=== Supplied data ===
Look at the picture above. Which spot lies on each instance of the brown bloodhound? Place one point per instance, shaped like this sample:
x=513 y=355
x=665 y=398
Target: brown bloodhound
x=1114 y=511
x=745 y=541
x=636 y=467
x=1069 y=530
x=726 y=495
===
Task to complete
Recopy all the entries faithfully, leaving none out.

Answer to this task
Look at the picture above. Which spot lies on each instance of the brown bloodhound? Place one point per instance, shaped like this sample:
x=513 y=355
x=665 y=398
Target: brown bloodhound
x=1114 y=511
x=745 y=541
x=636 y=467
x=1069 y=530
x=726 y=495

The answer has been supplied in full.